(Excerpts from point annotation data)
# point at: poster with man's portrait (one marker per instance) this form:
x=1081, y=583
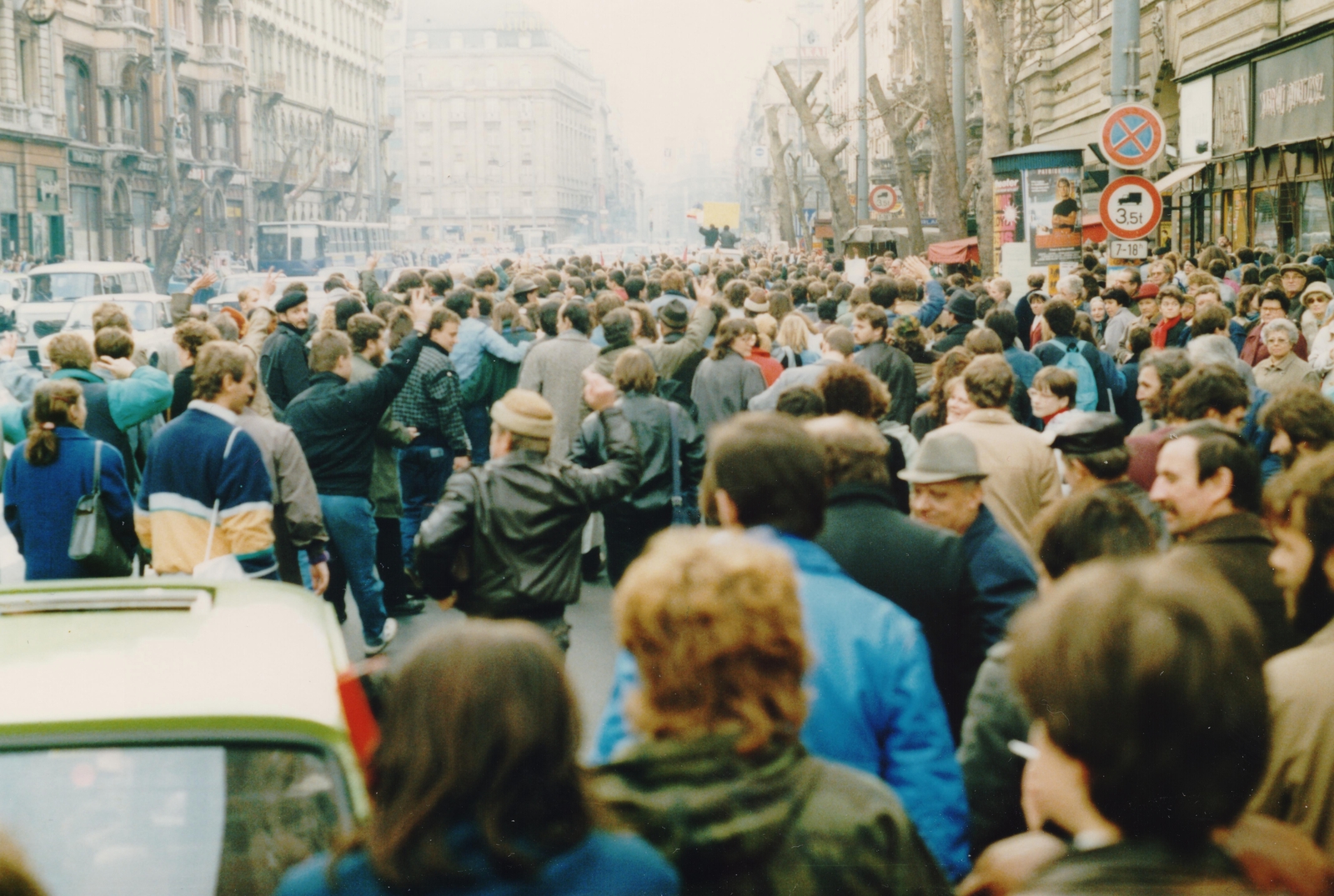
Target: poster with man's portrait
x=1054, y=213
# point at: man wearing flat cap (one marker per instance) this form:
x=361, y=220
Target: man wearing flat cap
x=506, y=536
x=1094, y=455
x=957, y=318
x=283, y=363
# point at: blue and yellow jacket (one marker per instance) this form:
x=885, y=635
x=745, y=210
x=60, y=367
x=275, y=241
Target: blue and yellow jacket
x=199, y=460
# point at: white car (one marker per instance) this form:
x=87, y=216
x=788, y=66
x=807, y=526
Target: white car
x=150, y=319
x=55, y=287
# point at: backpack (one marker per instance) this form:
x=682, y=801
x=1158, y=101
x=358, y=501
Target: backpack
x=1086, y=395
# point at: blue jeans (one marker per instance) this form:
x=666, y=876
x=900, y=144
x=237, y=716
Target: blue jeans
x=477, y=420
x=424, y=471
x=351, y=526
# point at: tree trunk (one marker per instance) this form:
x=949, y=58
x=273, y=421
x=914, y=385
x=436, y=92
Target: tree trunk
x=945, y=160
x=777, y=153
x=840, y=208
x=995, y=122
x=184, y=202
x=898, y=133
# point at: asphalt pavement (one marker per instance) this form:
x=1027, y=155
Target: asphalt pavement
x=591, y=638
x=593, y=647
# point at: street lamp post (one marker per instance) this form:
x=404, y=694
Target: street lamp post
x=862, y=180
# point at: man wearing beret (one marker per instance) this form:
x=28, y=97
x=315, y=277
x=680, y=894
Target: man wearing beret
x=283, y=362
x=506, y=536
x=1093, y=447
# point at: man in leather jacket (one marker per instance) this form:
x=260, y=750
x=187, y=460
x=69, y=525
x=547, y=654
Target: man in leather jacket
x=506, y=536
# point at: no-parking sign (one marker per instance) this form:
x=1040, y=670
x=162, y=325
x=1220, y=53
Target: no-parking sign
x=1133, y=136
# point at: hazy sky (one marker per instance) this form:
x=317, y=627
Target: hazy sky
x=685, y=68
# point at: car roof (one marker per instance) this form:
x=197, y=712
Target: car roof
x=90, y=267
x=93, y=653
x=113, y=298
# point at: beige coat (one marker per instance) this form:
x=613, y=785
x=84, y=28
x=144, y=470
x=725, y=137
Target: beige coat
x=1022, y=475
x=1298, y=784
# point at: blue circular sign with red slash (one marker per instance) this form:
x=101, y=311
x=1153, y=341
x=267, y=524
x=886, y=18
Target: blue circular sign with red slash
x=1133, y=136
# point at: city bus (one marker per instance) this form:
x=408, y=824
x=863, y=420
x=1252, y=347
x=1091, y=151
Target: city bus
x=304, y=248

TASK REQUIREMENTS :: Any pictures should be dropped; transcribe the rest of the records above exactly.

RESULT OF THE TASK ::
# point at: poster with man's portrait (one marker per instance) this form:
x=1081, y=583
Target: poster with man's portrait
x=1054, y=213
# point at: man wearing flat cap (one marker per instance) this form:
x=361, y=220
Target: man wearing flat cap
x=506, y=536
x=1094, y=455
x=957, y=318
x=283, y=363
# point at: blue and yellow jacket (one marker per instance) this form:
x=885, y=635
x=745, y=210
x=60, y=367
x=275, y=241
Target: blue and yellow jacket
x=199, y=460
# point at: white car (one marker per instance) this form:
x=87, y=216
x=788, y=66
x=807, y=526
Target: white car
x=150, y=319
x=55, y=287
# point at: backpack (one marker per instance) this form:
x=682, y=801
x=1158, y=101
x=358, y=501
Target: backpack
x=1086, y=395
# point at: blue jeans (one marker per instance) this form:
x=666, y=876
x=900, y=144
x=237, y=716
Target: blue jeans
x=477, y=420
x=424, y=471
x=351, y=526
# point at: tree trunk (one marker per instance) this form:
x=949, y=58
x=273, y=421
x=914, y=385
x=436, y=92
Target: tree trunk
x=945, y=160
x=777, y=153
x=840, y=208
x=995, y=122
x=184, y=202
x=898, y=133
# point at: asphalt pavement (one marker per instance) this form:
x=1027, y=155
Target: asphalt pavement
x=591, y=638
x=593, y=647
# point at: street lamp post (one marker per instance) this form:
x=404, y=694
Target: street lamp post
x=862, y=180
# point at: man wearing beret (one marker per instance) this form:
x=28, y=97
x=315, y=277
x=680, y=894
Target: man wearing beret
x=283, y=362
x=506, y=536
x=1093, y=447
# point at: man in leather jacket (one marker per instance) this form:
x=260, y=750
x=187, y=460
x=69, y=525
x=547, y=654
Target: man in leather jacket
x=506, y=536
# point at: no-parking sign (one marker per instance) this form:
x=1040, y=670
x=162, y=325
x=1220, y=53
Target: no-parking sign
x=1133, y=136
# point at: hazy sky (one marker per instance) this form:
x=317, y=627
Target: hazy sky
x=685, y=68
# point at: car roof (one marker per instance) this form:
x=197, y=712
Target: car roof
x=90, y=267
x=93, y=653
x=113, y=298
# point at: beige coat (one marker per instance) this form:
x=613, y=785
x=84, y=28
x=144, y=470
x=725, y=137
Target: beige coat
x=1022, y=475
x=1298, y=784
# point at: blue circular sign with red slash (one marker per instance) this form:
x=101, y=311
x=1153, y=341
x=267, y=524
x=886, y=18
Target: blue circular sign with red slash
x=1133, y=136
# point at: city bus (one marker per instance) this form:
x=408, y=824
x=863, y=420
x=1252, y=347
x=1091, y=151
Target: city bus
x=304, y=248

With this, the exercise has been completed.